_WRITTEN PROBLEM_. Copy the data below verbatim, from its first line through the line containing "xmin=116 ymin=199 xmax=263 ymax=316", with both ends included. Leave the pictures out of your answer.

Excerpts from bounding box data:
'''

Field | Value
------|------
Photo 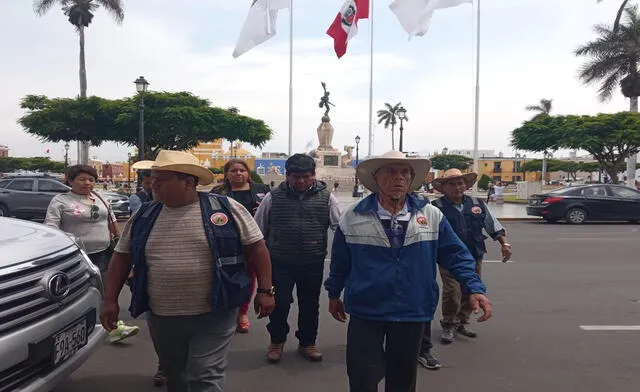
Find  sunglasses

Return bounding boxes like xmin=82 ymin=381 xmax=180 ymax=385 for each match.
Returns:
xmin=91 ymin=204 xmax=100 ymax=220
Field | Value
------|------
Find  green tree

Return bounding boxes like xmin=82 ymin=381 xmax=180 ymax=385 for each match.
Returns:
xmin=33 ymin=0 xmax=124 ymax=164
xmin=18 ymin=92 xmax=272 ymax=159
xmin=429 ymin=154 xmax=473 ymax=170
xmin=378 ymin=102 xmax=402 ymax=150
xmin=478 ymin=174 xmax=492 ymax=190
xmin=511 ymin=112 xmax=640 ymax=181
xmin=575 ymin=6 xmax=640 ymax=181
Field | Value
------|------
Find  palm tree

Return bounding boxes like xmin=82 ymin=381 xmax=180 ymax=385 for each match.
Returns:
xmin=33 ymin=0 xmax=124 ymax=164
xmin=598 ymin=0 xmax=629 ymax=32
xmin=525 ymin=98 xmax=553 ymax=185
xmin=378 ymin=102 xmax=402 ymax=150
xmin=575 ymin=6 xmax=640 ymax=186
xmin=526 ymin=98 xmax=553 ymax=120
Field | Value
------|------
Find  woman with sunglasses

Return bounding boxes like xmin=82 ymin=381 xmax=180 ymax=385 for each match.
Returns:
xmin=44 ymin=165 xmax=139 ymax=343
xmin=211 ymin=159 xmax=271 ymax=333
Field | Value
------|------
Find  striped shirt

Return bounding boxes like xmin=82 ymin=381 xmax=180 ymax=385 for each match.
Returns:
xmin=116 ymin=199 xmax=263 ymax=316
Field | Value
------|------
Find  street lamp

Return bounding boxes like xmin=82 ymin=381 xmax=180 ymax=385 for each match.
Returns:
xmin=396 ymin=106 xmax=407 ymax=152
xmin=64 ymin=142 xmax=69 ymax=170
xmin=134 ymin=76 xmax=149 ymax=161
xmin=127 ymin=152 xmax=131 ymax=193
xmin=353 ymin=136 xmax=360 ymax=197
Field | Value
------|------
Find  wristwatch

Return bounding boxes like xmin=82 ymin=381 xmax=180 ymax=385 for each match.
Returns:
xmin=256 ymin=286 xmax=276 ymax=295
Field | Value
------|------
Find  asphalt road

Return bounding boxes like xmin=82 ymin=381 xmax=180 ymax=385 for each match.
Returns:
xmin=57 ymin=222 xmax=640 ymax=392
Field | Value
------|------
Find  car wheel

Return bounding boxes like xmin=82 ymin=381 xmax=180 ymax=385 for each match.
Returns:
xmin=565 ymin=208 xmax=587 ymax=225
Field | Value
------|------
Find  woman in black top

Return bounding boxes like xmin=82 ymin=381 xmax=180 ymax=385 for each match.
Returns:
xmin=211 ymin=159 xmax=271 ymax=333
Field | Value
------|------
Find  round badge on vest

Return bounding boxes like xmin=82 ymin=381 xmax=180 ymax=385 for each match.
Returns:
xmin=210 ymin=212 xmax=229 ymax=226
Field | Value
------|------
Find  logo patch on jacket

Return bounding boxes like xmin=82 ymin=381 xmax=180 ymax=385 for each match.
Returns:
xmin=210 ymin=212 xmax=229 ymax=226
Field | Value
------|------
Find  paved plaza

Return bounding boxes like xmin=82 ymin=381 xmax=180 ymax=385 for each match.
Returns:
xmin=57 ymin=222 xmax=640 ymax=392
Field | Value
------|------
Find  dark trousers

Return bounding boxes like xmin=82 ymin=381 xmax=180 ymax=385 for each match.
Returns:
xmin=420 ymin=321 xmax=433 ymax=354
xmin=267 ymin=256 xmax=324 ymax=346
xmin=347 ymin=316 xmax=424 ymax=392
xmin=438 ymin=260 xmax=482 ymax=328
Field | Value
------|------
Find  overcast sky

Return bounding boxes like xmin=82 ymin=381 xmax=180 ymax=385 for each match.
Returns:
xmin=0 ymin=0 xmax=628 ymax=161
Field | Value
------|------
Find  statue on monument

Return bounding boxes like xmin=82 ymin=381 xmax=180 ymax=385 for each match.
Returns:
xmin=318 ymin=82 xmax=336 ymax=122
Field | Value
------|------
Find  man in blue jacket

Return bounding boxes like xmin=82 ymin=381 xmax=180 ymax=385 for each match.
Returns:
xmin=325 ymin=151 xmax=491 ymax=392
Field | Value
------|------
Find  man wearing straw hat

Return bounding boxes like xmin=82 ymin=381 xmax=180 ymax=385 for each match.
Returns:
xmin=432 ymin=169 xmax=511 ymax=344
xmin=325 ymin=151 xmax=492 ymax=392
xmin=100 ymin=150 xmax=275 ymax=392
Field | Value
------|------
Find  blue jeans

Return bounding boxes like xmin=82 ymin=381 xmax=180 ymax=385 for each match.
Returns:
xmin=148 ymin=309 xmax=238 ymax=392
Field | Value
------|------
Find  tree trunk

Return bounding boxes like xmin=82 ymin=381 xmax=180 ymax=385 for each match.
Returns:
xmin=391 ymin=123 xmax=396 ymax=151
xmin=77 ymin=21 xmax=89 ymax=165
xmin=627 ymin=97 xmax=638 ymax=189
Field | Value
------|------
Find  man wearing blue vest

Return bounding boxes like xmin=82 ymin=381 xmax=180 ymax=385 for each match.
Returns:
xmin=432 ymin=169 xmax=511 ymax=344
xmin=100 ymin=150 xmax=275 ymax=392
xmin=256 ymin=154 xmax=340 ymax=363
xmin=325 ymin=151 xmax=491 ymax=392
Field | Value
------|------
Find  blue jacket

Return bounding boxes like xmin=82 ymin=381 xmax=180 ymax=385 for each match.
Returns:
xmin=129 ymin=193 xmax=251 ymax=317
xmin=325 ymin=194 xmax=486 ymax=322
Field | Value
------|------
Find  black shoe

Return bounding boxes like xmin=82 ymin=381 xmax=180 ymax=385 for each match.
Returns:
xmin=457 ymin=324 xmax=478 ymax=338
xmin=418 ymin=353 xmax=442 ymax=370
xmin=440 ymin=327 xmax=455 ymax=344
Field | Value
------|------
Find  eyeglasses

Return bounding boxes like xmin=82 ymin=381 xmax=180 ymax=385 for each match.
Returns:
xmin=91 ymin=204 xmax=100 ymax=220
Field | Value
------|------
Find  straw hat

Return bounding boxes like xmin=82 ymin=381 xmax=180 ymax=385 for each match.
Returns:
xmin=144 ymin=150 xmax=214 ymax=185
xmin=431 ymin=169 xmax=478 ymax=193
xmin=356 ymin=151 xmax=431 ymax=193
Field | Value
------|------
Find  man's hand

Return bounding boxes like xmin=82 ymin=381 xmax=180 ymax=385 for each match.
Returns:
xmin=502 ymin=243 xmax=513 ymax=263
xmin=329 ymin=298 xmax=347 ymax=323
xmin=100 ymin=300 xmax=120 ymax=332
xmin=469 ymin=294 xmax=493 ymax=322
xmin=253 ymin=293 xmax=276 ymax=318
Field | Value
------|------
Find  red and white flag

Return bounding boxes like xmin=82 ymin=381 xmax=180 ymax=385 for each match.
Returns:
xmin=327 ymin=0 xmax=369 ymax=58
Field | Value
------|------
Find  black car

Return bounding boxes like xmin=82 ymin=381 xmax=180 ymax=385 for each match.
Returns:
xmin=527 ymin=184 xmax=640 ymax=224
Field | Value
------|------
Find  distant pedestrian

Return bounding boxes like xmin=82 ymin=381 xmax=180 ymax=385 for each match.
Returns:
xmin=100 ymin=150 xmax=275 ymax=392
xmin=44 ymin=165 xmax=140 ymax=343
xmin=325 ymin=151 xmax=491 ymax=392
xmin=211 ymin=159 xmax=271 ymax=333
xmin=433 ymin=169 xmax=511 ymax=344
xmin=256 ymin=154 xmax=340 ymax=363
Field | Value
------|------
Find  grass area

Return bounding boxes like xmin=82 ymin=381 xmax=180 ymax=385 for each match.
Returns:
xmin=504 ymin=195 xmax=528 ymax=204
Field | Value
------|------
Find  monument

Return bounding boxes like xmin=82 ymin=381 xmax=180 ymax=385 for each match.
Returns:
xmin=311 ymin=82 xmax=342 ymax=168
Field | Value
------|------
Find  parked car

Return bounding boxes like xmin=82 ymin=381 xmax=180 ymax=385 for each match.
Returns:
xmin=0 ymin=217 xmax=107 ymax=392
xmin=0 ymin=176 xmax=131 ymax=221
xmin=527 ymin=184 xmax=640 ymax=224
xmin=98 ymin=191 xmax=131 ymax=219
xmin=0 ymin=176 xmax=70 ymax=220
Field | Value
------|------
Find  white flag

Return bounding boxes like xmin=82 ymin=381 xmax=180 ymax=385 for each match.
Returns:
xmin=389 ymin=0 xmax=473 ymax=36
xmin=233 ymin=0 xmax=289 ymax=58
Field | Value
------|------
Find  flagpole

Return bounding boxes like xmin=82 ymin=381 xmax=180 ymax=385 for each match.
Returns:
xmin=368 ymin=0 xmax=374 ymax=157
xmin=473 ymin=0 xmax=481 ymax=196
xmin=289 ymin=0 xmax=293 ymax=156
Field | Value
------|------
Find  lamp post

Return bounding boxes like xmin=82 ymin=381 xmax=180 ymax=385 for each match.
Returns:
xmin=134 ymin=76 xmax=149 ymax=187
xmin=353 ymin=136 xmax=360 ymax=197
xmin=64 ymin=142 xmax=69 ymax=171
xmin=396 ymin=106 xmax=407 ymax=152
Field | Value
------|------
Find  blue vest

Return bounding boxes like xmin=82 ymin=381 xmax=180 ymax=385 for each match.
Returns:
xmin=129 ymin=193 xmax=251 ymax=317
xmin=432 ymin=196 xmax=487 ymax=260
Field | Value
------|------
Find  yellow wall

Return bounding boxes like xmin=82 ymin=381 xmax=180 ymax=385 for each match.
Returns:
xmin=478 ymin=158 xmax=541 ymax=182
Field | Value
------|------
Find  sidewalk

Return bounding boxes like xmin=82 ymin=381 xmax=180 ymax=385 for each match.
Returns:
xmin=335 ymin=192 xmax=541 ymax=220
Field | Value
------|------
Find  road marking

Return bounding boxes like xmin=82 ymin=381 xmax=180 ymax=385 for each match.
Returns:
xmin=580 ymin=325 xmax=640 ymax=331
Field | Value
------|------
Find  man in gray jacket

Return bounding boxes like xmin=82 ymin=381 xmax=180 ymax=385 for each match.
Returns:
xmin=255 ymin=154 xmax=340 ymax=363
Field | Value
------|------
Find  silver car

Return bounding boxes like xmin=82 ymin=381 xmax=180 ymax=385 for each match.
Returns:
xmin=0 ymin=218 xmax=106 ymax=392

'''

_OUTPUT OF THE EXERCISE_.
Field | Value
------|------
Photo 
Find  sunglasses

Return bounding boxes like xmin=82 ymin=381 xmax=180 ymax=385 for each match.
Returns:
xmin=91 ymin=204 xmax=100 ymax=220
Field | Value
------|------
Find  green tree

Return bounding boxes like xmin=82 ymin=381 xmax=180 ymax=385 for each match.
Returns:
xmin=33 ymin=0 xmax=124 ymax=164
xmin=18 ymin=92 xmax=272 ymax=159
xmin=429 ymin=154 xmax=473 ymax=170
xmin=378 ymin=102 xmax=402 ymax=150
xmin=478 ymin=174 xmax=492 ymax=190
xmin=511 ymin=112 xmax=640 ymax=181
xmin=575 ymin=6 xmax=640 ymax=181
Field | Value
------|------
Find  palm tree

Return bounding boxes like xmin=82 ymin=381 xmax=180 ymax=385 for each match.
Returns:
xmin=33 ymin=0 xmax=124 ymax=164
xmin=598 ymin=0 xmax=629 ymax=32
xmin=525 ymin=98 xmax=553 ymax=185
xmin=378 ymin=102 xmax=402 ymax=150
xmin=575 ymin=6 xmax=640 ymax=186
xmin=526 ymin=98 xmax=553 ymax=120
Field | Value
------|------
Find  woman with sunglasses

Return bounding boxes like xmin=82 ymin=381 xmax=180 ymax=385 for each match.
Returns:
xmin=44 ymin=165 xmax=139 ymax=343
xmin=211 ymin=159 xmax=271 ymax=333
Field | Value
------|------
Find  striped shirt

Return bounding boxes like xmin=82 ymin=381 xmax=180 ymax=385 for each match.
Returns:
xmin=116 ymin=199 xmax=263 ymax=316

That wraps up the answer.